[Rows from a segmentation dataset]
·····
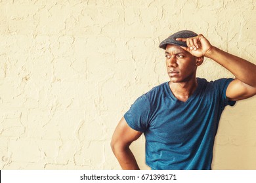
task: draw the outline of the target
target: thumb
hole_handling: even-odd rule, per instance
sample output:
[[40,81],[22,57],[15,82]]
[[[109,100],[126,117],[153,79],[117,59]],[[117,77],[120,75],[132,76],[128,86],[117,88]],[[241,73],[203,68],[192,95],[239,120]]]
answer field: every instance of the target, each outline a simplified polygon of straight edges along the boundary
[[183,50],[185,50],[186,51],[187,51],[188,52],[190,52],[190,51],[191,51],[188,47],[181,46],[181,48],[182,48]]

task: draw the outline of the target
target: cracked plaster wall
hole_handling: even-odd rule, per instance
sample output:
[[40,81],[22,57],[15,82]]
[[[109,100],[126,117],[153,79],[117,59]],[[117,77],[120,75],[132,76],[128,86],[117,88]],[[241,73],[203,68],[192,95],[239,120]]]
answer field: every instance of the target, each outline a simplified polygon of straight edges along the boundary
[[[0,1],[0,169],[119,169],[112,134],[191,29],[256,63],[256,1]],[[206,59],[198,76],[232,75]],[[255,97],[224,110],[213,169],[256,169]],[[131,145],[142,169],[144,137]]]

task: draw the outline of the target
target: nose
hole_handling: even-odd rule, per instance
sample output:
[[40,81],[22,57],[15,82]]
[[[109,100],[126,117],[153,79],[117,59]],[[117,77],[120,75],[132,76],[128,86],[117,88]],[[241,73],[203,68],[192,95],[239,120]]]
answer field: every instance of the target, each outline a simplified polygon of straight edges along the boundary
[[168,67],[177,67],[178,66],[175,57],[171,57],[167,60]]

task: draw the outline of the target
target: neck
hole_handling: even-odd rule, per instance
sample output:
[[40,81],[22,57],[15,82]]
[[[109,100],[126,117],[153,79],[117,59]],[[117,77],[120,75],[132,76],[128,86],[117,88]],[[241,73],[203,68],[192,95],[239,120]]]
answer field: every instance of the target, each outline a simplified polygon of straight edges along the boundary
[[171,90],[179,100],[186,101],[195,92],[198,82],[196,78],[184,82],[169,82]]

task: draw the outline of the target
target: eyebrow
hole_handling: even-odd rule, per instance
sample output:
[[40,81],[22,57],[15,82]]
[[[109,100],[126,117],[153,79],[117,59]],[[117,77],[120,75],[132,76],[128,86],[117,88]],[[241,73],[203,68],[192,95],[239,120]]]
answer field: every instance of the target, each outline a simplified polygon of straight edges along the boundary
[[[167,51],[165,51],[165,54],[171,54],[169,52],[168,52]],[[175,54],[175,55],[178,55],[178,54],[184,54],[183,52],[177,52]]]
·····
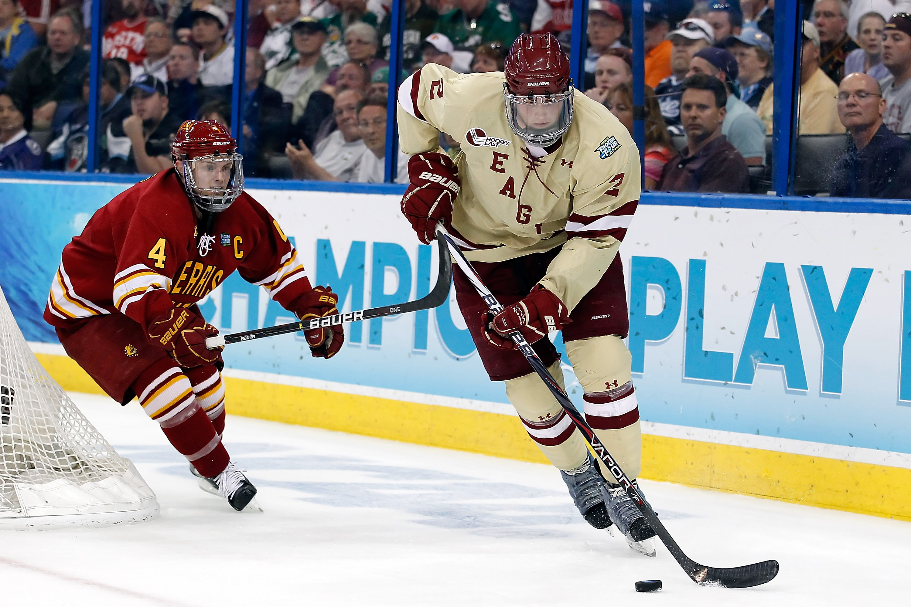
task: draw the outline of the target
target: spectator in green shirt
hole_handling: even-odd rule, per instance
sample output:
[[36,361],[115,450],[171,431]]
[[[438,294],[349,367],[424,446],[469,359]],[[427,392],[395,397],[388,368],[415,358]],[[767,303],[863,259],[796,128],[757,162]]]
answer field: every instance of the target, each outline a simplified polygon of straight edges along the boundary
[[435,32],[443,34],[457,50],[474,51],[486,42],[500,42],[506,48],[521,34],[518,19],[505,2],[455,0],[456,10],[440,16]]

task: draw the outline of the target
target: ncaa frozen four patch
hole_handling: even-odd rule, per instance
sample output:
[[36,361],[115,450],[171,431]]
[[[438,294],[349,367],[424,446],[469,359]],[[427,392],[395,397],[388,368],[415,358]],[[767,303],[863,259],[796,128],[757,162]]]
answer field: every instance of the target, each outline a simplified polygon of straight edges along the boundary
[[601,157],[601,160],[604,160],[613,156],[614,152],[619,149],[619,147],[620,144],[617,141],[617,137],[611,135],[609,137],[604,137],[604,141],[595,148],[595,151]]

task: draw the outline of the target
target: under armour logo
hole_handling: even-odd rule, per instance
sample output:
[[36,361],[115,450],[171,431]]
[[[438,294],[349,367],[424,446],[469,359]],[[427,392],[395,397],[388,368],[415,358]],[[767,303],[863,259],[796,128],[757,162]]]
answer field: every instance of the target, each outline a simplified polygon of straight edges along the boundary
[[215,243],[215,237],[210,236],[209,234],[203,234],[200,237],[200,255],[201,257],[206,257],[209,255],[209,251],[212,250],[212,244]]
·····
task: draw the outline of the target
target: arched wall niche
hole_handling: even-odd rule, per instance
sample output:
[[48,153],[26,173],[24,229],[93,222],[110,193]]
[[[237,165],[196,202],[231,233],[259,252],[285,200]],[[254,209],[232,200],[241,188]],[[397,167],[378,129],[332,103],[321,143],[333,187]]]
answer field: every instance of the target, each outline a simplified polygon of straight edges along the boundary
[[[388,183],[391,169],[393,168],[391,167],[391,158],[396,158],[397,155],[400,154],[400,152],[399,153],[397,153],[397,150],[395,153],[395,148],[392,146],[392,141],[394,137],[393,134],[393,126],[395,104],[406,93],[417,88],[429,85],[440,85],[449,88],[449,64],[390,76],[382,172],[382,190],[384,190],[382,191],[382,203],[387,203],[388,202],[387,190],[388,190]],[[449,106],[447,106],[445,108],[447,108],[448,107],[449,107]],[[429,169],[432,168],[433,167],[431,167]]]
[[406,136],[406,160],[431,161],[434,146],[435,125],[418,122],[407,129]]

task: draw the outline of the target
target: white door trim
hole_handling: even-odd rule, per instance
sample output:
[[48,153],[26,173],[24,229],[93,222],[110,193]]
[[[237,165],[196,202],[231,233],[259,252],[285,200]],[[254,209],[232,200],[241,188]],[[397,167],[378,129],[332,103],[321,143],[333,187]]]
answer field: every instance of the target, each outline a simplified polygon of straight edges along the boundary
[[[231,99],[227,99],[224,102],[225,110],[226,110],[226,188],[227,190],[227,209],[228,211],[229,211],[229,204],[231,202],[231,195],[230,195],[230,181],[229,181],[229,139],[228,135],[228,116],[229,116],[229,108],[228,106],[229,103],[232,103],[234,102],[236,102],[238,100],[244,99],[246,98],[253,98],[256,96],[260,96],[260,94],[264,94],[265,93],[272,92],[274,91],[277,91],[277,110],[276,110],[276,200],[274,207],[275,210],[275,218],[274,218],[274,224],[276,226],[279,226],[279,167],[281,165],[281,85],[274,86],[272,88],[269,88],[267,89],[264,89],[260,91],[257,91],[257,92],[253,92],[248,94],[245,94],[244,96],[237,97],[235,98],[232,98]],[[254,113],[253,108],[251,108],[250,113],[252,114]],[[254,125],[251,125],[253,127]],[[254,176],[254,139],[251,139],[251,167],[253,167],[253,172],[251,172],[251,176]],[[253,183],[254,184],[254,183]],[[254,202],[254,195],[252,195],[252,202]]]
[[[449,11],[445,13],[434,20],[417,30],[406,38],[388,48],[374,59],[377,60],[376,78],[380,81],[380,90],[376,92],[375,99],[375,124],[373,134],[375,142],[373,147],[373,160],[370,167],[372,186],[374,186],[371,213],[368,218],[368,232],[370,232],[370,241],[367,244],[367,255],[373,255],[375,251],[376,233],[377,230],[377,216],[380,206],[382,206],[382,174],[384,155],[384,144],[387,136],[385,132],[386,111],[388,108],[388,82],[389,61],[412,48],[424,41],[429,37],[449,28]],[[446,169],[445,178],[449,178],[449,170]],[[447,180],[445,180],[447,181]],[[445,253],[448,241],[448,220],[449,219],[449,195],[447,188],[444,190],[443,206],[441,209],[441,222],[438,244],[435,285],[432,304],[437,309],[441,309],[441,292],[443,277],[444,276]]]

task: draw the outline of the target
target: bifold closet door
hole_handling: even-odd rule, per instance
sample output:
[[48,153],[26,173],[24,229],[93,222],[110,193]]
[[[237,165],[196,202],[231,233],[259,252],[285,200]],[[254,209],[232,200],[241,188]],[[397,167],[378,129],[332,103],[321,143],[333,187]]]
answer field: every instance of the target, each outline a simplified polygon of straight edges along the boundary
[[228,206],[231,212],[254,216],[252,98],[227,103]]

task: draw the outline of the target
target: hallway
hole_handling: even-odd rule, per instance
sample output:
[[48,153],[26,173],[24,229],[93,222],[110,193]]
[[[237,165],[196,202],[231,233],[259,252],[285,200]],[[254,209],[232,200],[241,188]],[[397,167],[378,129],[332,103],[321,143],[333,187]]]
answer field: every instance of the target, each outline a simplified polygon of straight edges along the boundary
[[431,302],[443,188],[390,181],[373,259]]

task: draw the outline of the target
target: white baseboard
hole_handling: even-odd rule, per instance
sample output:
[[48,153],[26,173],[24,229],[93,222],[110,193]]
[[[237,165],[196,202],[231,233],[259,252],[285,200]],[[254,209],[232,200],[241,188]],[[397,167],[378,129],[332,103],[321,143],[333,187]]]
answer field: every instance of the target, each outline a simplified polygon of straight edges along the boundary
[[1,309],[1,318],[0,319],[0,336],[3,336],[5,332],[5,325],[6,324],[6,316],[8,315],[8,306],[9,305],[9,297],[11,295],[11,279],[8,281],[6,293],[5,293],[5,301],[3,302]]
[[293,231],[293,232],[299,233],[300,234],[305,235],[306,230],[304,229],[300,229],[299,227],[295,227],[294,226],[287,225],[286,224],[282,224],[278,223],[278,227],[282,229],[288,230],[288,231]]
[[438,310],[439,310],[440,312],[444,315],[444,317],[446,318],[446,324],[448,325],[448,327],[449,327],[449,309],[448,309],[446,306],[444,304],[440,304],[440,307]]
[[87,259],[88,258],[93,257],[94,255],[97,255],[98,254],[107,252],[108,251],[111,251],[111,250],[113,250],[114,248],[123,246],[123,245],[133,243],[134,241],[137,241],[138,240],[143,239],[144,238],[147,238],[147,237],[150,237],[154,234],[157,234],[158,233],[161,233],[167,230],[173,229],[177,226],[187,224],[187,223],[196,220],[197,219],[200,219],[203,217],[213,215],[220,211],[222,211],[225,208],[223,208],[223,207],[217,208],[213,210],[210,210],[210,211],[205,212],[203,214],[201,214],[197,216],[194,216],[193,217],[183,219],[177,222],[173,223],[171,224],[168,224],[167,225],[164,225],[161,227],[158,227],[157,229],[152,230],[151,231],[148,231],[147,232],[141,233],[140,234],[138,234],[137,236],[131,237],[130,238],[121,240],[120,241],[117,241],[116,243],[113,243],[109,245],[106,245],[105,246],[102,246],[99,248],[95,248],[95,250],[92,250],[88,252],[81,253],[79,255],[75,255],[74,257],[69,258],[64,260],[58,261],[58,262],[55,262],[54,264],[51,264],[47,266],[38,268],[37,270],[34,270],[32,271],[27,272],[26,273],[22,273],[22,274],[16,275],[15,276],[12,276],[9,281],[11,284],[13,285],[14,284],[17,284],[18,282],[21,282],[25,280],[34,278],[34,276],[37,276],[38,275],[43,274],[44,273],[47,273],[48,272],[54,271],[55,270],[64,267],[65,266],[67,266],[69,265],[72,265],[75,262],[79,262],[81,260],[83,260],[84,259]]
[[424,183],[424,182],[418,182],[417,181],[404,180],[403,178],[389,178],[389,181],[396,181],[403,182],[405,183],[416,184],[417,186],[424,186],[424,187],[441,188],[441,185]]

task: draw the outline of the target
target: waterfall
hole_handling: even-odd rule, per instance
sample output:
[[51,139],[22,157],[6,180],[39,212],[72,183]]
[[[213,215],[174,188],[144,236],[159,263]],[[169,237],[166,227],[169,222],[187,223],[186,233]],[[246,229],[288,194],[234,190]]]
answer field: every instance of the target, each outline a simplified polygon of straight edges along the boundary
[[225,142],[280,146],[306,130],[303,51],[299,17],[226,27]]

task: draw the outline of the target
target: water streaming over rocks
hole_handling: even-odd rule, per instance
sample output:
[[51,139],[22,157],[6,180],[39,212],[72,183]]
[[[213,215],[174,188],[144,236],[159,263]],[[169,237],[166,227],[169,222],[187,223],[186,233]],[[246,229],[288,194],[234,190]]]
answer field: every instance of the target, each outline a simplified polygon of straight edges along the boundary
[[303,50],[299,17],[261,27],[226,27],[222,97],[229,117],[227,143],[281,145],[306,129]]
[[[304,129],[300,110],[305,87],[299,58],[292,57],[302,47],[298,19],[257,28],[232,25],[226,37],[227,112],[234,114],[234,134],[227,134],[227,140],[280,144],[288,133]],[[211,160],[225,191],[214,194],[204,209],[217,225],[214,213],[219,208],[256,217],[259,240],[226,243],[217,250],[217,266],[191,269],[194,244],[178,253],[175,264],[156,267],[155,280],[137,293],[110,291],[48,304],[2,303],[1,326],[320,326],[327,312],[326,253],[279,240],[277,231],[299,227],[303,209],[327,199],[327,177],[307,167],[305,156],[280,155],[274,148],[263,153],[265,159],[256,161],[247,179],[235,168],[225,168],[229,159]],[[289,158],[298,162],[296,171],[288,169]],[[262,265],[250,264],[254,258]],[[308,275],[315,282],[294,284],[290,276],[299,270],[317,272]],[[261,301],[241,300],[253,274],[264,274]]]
·····
SET TASK: Gather every line of the records that contains the string "white", matching case exactly.

RESPONSE TO THIS EXERCISE:
target: white door trim
target: white baseboard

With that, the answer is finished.